*Your goal:*
Range to output from the entries below: the line containing "Point | tag one point per instance of the person lying" through the line containing "Point | tag one point per instance of the person wearing". Set it down exactly, ends included, nothing else.

Task material section start

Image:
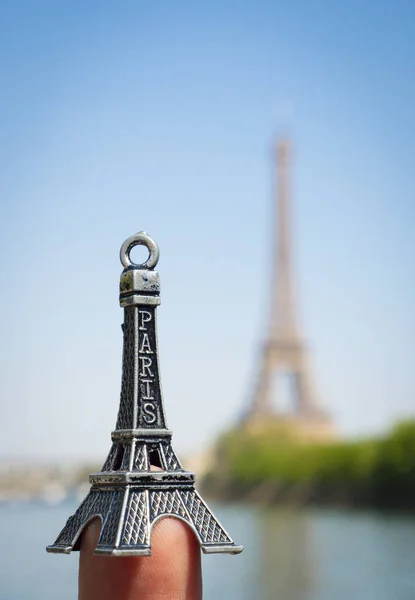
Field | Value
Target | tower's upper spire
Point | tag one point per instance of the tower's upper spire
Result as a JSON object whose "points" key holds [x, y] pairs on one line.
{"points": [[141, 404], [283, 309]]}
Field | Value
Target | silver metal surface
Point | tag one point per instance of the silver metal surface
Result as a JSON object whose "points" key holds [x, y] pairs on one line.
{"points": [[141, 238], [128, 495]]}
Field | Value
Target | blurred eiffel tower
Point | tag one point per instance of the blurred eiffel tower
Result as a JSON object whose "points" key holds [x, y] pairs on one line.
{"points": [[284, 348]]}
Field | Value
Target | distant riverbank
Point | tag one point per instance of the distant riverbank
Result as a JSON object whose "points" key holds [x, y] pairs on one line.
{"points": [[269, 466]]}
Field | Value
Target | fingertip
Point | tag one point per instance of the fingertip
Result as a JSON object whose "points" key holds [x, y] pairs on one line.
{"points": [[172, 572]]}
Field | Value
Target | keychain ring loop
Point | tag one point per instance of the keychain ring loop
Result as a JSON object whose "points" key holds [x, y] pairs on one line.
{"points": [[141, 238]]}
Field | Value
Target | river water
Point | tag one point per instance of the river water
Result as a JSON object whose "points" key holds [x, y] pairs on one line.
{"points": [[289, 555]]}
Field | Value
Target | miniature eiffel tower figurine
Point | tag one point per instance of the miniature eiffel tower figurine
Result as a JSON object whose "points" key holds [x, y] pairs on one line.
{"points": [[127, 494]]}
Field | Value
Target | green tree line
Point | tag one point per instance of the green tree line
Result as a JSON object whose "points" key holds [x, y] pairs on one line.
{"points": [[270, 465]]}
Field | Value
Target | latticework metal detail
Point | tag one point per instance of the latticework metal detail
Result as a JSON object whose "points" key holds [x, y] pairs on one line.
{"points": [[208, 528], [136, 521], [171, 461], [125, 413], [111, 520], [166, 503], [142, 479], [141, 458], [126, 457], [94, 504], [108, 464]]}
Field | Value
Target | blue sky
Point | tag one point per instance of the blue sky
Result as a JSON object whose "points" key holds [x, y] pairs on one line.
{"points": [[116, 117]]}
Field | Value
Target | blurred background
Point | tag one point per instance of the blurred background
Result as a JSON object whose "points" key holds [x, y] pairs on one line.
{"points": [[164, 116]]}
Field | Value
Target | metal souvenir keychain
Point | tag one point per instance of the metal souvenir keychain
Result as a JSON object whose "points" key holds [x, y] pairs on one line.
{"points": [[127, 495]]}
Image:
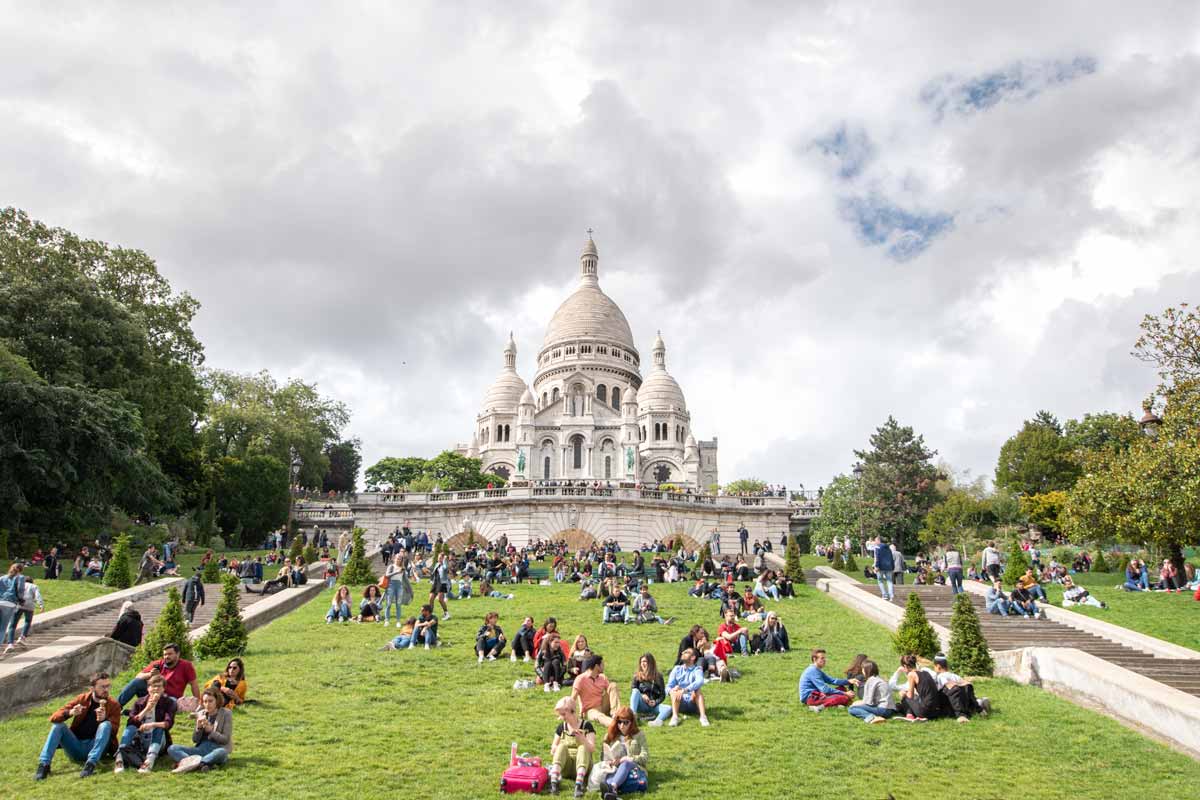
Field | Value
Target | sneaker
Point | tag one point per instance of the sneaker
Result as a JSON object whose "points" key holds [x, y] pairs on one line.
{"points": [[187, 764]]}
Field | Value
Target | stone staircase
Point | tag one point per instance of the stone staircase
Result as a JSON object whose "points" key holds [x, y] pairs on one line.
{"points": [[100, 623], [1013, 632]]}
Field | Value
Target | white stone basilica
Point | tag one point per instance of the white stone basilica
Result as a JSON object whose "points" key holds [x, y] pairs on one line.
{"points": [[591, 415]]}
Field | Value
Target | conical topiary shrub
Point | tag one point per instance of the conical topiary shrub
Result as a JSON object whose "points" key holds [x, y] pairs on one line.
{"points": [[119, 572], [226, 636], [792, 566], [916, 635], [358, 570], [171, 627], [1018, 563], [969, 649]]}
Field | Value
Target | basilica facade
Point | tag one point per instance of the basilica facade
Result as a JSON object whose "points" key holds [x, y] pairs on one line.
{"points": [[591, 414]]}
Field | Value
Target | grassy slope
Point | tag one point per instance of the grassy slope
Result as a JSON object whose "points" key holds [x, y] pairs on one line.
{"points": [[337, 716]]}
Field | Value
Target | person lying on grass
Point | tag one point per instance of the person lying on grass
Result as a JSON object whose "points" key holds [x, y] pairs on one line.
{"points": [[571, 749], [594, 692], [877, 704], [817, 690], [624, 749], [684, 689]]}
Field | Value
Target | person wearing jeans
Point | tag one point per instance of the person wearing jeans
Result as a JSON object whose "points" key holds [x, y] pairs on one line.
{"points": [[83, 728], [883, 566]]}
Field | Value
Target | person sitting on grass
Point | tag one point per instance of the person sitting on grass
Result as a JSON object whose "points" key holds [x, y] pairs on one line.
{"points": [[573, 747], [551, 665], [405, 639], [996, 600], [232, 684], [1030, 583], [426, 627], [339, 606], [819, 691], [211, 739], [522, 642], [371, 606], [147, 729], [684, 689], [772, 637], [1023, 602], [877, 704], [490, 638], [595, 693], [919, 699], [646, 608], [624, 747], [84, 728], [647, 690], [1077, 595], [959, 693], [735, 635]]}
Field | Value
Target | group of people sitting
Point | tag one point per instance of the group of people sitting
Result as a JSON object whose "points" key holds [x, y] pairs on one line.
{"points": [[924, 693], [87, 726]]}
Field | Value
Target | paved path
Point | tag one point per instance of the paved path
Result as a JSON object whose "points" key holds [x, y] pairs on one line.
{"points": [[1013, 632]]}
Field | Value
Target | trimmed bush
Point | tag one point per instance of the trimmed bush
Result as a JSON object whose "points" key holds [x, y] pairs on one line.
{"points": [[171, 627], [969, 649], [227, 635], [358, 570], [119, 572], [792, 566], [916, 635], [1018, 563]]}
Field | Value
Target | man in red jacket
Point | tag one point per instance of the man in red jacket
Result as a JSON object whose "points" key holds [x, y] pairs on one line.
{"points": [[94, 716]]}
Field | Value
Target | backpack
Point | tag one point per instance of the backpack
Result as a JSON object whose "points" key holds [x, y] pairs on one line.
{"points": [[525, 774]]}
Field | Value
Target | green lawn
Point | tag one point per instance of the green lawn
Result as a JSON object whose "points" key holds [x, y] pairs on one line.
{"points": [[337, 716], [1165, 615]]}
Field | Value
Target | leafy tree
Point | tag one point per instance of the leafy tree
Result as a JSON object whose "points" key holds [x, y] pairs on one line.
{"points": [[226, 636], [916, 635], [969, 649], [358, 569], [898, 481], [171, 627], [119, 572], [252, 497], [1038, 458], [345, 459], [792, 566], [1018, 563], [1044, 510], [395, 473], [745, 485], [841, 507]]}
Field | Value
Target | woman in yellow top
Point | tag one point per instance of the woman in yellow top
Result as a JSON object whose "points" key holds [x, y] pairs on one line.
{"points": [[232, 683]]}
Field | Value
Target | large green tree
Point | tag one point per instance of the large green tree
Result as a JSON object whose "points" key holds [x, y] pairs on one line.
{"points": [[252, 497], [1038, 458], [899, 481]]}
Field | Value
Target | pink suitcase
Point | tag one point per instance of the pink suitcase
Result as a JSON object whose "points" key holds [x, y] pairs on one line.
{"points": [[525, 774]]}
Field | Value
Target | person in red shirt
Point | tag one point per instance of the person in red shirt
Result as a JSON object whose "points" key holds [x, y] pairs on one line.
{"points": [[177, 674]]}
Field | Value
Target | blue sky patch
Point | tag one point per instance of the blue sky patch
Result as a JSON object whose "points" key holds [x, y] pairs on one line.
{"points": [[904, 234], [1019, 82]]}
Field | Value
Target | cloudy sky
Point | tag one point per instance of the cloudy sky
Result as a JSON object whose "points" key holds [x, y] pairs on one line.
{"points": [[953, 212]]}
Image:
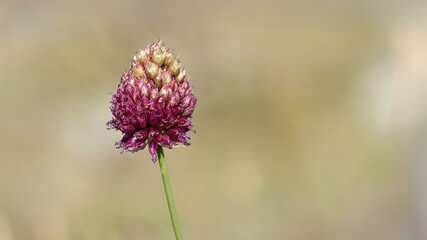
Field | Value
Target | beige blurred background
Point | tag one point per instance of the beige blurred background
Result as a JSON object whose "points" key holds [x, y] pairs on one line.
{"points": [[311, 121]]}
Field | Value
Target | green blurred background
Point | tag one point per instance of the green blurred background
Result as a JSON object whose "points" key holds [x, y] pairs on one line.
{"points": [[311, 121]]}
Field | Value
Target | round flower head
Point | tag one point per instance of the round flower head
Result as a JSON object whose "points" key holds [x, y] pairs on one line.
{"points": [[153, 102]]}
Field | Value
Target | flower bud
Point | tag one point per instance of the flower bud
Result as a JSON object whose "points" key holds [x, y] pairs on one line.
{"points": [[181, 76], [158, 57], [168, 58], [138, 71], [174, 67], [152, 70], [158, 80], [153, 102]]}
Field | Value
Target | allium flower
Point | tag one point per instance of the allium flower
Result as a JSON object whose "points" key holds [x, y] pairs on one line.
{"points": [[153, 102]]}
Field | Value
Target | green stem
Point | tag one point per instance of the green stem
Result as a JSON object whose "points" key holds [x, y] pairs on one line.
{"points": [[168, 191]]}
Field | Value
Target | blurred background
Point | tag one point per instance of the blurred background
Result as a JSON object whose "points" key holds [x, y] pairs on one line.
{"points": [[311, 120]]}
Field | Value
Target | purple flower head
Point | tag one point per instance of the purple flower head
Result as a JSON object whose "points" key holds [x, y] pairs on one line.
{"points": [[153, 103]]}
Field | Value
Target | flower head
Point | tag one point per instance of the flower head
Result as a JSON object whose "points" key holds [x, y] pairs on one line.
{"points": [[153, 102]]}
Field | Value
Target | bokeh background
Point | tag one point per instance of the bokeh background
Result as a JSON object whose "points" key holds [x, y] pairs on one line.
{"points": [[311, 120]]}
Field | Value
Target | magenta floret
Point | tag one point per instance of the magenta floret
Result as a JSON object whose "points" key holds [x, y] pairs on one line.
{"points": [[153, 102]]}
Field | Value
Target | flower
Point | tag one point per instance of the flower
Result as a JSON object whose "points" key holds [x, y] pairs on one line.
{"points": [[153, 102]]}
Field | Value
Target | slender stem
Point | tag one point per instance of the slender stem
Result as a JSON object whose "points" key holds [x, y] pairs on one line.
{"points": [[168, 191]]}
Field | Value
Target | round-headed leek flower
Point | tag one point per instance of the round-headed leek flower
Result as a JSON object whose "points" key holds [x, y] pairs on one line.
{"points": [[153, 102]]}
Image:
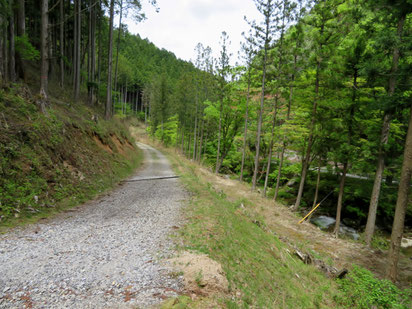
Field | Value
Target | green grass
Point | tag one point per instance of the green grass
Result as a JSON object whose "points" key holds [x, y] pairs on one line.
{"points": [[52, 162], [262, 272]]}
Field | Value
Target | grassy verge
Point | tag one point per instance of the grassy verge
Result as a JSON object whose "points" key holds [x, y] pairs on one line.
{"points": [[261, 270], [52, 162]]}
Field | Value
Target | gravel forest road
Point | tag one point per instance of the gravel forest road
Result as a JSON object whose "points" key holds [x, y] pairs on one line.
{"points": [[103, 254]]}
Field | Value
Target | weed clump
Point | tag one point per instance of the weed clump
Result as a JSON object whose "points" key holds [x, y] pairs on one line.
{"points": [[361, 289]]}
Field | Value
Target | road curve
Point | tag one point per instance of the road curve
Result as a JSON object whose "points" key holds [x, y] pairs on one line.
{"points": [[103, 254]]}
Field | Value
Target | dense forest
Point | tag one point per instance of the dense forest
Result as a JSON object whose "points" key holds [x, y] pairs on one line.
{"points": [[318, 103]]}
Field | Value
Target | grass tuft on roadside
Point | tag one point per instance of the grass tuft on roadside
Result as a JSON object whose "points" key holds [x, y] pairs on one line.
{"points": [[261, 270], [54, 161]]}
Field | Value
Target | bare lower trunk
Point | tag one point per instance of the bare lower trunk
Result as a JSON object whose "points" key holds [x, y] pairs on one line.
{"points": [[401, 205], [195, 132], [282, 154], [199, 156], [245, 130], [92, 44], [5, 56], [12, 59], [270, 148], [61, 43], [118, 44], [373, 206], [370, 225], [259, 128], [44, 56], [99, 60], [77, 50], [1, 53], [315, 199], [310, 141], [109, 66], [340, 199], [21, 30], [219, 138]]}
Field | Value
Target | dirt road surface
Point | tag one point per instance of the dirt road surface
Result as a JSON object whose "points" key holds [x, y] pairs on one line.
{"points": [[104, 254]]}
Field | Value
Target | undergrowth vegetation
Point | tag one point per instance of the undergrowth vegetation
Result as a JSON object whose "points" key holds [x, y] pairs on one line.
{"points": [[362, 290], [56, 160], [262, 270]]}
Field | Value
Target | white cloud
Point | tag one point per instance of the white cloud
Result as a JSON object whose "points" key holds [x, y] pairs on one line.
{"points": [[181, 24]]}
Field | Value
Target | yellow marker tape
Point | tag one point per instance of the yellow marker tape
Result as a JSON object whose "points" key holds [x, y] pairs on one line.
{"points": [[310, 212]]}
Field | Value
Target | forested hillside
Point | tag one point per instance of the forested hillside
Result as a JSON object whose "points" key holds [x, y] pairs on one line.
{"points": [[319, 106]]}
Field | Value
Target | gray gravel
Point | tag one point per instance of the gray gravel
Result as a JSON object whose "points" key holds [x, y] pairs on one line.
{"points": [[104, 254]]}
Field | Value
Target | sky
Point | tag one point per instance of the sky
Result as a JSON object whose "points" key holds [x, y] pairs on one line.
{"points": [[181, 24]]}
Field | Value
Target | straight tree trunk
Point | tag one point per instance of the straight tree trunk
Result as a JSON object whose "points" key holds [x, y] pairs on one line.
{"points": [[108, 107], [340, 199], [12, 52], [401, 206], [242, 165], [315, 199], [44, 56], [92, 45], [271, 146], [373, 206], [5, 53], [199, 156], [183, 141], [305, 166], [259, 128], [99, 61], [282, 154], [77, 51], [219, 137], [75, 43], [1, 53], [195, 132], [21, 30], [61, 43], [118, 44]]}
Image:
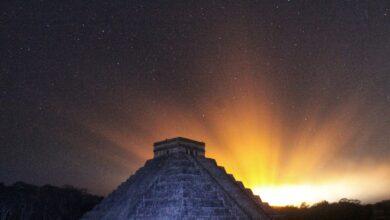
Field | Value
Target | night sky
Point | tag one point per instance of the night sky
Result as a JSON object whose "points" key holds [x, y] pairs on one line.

Task material section end

*Task solution:*
Point | tag one point per instance of the person lying on grass
Result as a JSON object whose "points" key holds [x, y] pairs on one line.
{"points": [[571, 749], [594, 692], [877, 704], [817, 690], [624, 749], [684, 689]]}
Field | Value
Target | person wearing jeans
Point | tag one point per instance of the person wearing jeans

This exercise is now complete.